Entries for bounding box labeling
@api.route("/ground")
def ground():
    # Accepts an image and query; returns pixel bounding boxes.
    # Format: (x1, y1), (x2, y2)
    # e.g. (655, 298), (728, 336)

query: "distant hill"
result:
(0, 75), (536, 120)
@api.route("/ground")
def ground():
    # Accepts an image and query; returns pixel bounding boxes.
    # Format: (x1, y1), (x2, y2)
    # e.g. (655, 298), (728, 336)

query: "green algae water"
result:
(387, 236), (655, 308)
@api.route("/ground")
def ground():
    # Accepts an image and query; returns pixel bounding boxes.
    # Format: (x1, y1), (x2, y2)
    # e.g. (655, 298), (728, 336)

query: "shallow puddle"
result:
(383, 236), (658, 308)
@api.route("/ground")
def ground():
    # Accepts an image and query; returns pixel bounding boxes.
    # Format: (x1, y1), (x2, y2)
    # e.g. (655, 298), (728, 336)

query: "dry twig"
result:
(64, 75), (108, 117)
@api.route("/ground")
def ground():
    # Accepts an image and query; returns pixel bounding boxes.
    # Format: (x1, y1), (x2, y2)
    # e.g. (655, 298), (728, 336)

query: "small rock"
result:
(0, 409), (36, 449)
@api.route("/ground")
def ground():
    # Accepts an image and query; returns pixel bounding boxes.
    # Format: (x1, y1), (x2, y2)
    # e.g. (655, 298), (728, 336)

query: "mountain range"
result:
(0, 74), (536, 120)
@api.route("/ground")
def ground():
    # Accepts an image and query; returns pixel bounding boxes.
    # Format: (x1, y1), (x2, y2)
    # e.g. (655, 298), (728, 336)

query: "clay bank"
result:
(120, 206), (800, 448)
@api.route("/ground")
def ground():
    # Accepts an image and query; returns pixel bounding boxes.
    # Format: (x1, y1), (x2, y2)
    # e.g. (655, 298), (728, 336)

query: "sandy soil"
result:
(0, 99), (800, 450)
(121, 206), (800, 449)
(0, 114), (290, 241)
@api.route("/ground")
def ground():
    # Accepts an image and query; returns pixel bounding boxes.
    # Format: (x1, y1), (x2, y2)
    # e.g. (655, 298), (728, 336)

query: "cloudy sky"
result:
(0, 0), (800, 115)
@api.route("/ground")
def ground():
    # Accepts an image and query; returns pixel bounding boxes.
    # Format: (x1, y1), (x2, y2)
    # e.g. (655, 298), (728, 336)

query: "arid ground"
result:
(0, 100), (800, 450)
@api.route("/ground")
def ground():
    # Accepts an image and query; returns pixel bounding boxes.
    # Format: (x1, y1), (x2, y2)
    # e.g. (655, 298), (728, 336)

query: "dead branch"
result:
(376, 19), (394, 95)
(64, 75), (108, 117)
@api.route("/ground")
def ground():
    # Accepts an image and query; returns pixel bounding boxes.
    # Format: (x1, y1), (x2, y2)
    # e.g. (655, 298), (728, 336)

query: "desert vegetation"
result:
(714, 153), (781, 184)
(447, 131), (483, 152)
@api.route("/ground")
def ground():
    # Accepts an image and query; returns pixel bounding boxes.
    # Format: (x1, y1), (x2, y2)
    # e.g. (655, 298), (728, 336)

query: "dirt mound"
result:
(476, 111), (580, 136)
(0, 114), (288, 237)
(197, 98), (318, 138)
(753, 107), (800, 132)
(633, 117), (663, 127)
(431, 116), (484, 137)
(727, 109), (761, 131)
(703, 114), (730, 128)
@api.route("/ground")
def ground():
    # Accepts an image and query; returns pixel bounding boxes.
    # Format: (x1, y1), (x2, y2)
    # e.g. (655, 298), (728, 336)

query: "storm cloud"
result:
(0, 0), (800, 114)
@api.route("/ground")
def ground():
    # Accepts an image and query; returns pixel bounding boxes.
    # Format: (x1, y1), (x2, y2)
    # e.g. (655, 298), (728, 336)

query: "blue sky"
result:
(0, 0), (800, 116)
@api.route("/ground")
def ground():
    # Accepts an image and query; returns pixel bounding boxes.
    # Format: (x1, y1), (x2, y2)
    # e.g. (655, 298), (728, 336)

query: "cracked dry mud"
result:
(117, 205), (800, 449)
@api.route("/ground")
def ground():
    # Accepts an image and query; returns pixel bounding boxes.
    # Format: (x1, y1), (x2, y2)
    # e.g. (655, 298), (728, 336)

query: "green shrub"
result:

Task prompt »
Rewrite all the items above, replacing every "result" with "output" and leaving all other text unchanged.

Written answer »
@api.route("/ground")
def ground():
    # Accepts an image and query; returns pixel bounding boxes.
    # Format: (x1, y1), (x2, y2)
    # e.g. (655, 298), (728, 336)

query: "distant hill"
output:
(0, 75), (536, 120)
@api.route("/ground")
def ground():
    # Accepts an image and query; returns pixel bounding boxes.
    # Format: (x1, y1), (x2, y2)
    # e.g. (655, 298), (728, 336)

query: "green algae water"
output:
(387, 236), (655, 308)
@api.route("/ground")
def ground():
    # Accepts an image and query; returns pixel bounding boxes.
    # Format: (x1, y1), (x2, y2)
    # e.g. (655, 298), (728, 336)

query: "shallow puddle"
output:
(383, 236), (658, 308)
@api.route("/ground")
def ground():
    # Accepts an image and query; returns pixel bounding boxes.
    # Format: (x1, y1), (x2, y2)
    # e.g. (655, 298), (728, 336)

query: "dry twig"
output:
(64, 75), (108, 117)
@api.route("/ground")
def ground():
    # Accepts an image and query; returns pixel bounding boxes.
    # Format: (x1, y1), (x2, y2)
    # e.g. (655, 298), (728, 336)

query: "small rock"
output:
(0, 409), (36, 449)
@api.route("/ground")
def ground():
    # Accepts an image and query; returns pixel bounding boxes.
    # Format: (x1, y1), (x2, y2)
    # e.g. (655, 298), (728, 336)

query: "mountain range"
output:
(0, 74), (536, 120)
@api.route("/ground")
def ground():
    # Accepts an image and query; returns pixel bounding boxes.
    # Format: (x1, y1), (x2, y2)
    # e.g. (655, 298), (728, 336)

query: "clay bank"
output:
(120, 206), (800, 448)
@api.route("/ground")
def ground():
    # Accepts an image and query; returns pixel bounding boxes.
    # Format: (x1, y1), (x2, y2)
    # e.g. (655, 298), (728, 336)

query: "sandy soil"
output:
(0, 99), (800, 450)
(121, 206), (800, 449)
(0, 114), (290, 241)
@api.route("/ground")
def ground():
    # Accepts an image and query; returns pixel bounding boxes.
    # Format: (x1, y1), (x2, y2)
    # e.g. (655, 298), (728, 336)

query: "cloudy sky"
output:
(0, 0), (800, 115)
@api.route("/ground")
def ground():
    # Accepts an image and query; returns pixel bounding boxes.
    # Format: (x1, y1), (x2, y2)
    # e.g. (655, 298), (728, 336)

query: "arid ground"
output:
(0, 100), (800, 450)
@api.route("/ground")
def ground():
    # Accepts an image and query; returns pixel bounding boxes.
    # Format: (x1, y1), (x2, y2)
    # e.g. (655, 298), (728, 336)

query: "dead branch"
output:
(376, 19), (394, 95)
(64, 75), (108, 117)
@api.route("/ground")
def ground():
    # Accepts an image and query; returns pixel bounding boxes.
    # Format: (x1, y1), (x2, y2)
    # e.g. (655, 298), (728, 336)

query: "desert vegetation"
output:
(714, 153), (781, 184)
(447, 131), (483, 152)
@api.route("/ground")
def ground():
    # Accepts an image and query; returns pixel bounding boxes.
    # Format: (x1, y1), (x2, y2)
    # e.g. (655, 298), (728, 336)

query: "dirt mound"
output:
(476, 111), (580, 136)
(0, 114), (288, 237)
(197, 98), (318, 138)
(753, 107), (800, 132)
(633, 117), (663, 127)
(431, 116), (484, 137)
(727, 109), (761, 131)
(703, 114), (730, 128)
@api.route("/ground")
def ground():
    # Accepts an image and query; returns pixel bounding boxes.
    # Format: (x1, y1), (x2, y2)
    # e.g. (655, 298), (728, 336)

query: "storm cloud"
output:
(0, 0), (800, 114)
@api.route("/ground")
def ground():
    # Accepts an image and query; returns pixel bounding boxes.
    # Format: (x1, y1), (x2, y2)
    # e.g. (655, 298), (728, 336)

query: "blue sky"
output:
(0, 0), (800, 116)
@api.route("/ground")
def ground():
    # Accepts an image and query; returns pixel bounding boxes.
    # Format: (x1, y1), (x2, y2)
    # e.g. (655, 298), (728, 336)

query: "cracked dry mud"
output:
(117, 205), (800, 449)
@api.route("/ground")
def ground():
    # Accepts an image and query; returns pixel bounding boxes.
    # Format: (x1, y1), (x2, y2)
    # e.g. (655, 298), (728, 336)

query: "green shrub"
output:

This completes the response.